■ **Data rows**:
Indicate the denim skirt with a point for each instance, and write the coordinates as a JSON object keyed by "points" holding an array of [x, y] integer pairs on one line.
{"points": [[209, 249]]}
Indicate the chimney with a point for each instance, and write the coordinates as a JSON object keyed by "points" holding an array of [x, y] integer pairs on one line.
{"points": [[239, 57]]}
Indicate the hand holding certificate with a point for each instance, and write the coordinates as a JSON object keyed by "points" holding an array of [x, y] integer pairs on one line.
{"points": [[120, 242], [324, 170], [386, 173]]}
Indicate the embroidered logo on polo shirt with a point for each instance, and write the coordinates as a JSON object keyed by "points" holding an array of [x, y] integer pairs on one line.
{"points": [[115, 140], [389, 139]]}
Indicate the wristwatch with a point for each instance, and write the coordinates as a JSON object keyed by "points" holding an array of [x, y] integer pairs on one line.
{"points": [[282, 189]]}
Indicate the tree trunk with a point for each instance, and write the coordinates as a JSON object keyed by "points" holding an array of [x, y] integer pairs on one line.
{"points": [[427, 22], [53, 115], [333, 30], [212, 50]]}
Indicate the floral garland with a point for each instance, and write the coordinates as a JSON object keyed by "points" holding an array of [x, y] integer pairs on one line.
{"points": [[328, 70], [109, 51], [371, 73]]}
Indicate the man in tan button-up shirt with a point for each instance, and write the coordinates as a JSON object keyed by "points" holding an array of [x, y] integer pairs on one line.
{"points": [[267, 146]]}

■ **The exercise**: Reproduce, word for word, every line starting at the line that contains "Indicate the tree" and ending with the final line of the entries.

■ **Answer below**:
Indicate the tree trunk with a point for each instance, and write the coordinates as a JSON object keyed by "points" holding an array of [x, y] integer pairs on one line.
{"points": [[427, 22], [53, 115], [333, 30], [212, 50]]}
Indicate the floral garland with a point for each instance, and write the coordinates as a JSON object keyed by "points" holding an array of [x, y] integer pairs on one line.
{"points": [[328, 70], [109, 51], [371, 73]]}
Indicate the man in tan button-up shirt with a point for each instance, and write the coordinates as a JSON object keyed by "points" holding an array of [x, y] integer pairs on one line.
{"points": [[267, 146]]}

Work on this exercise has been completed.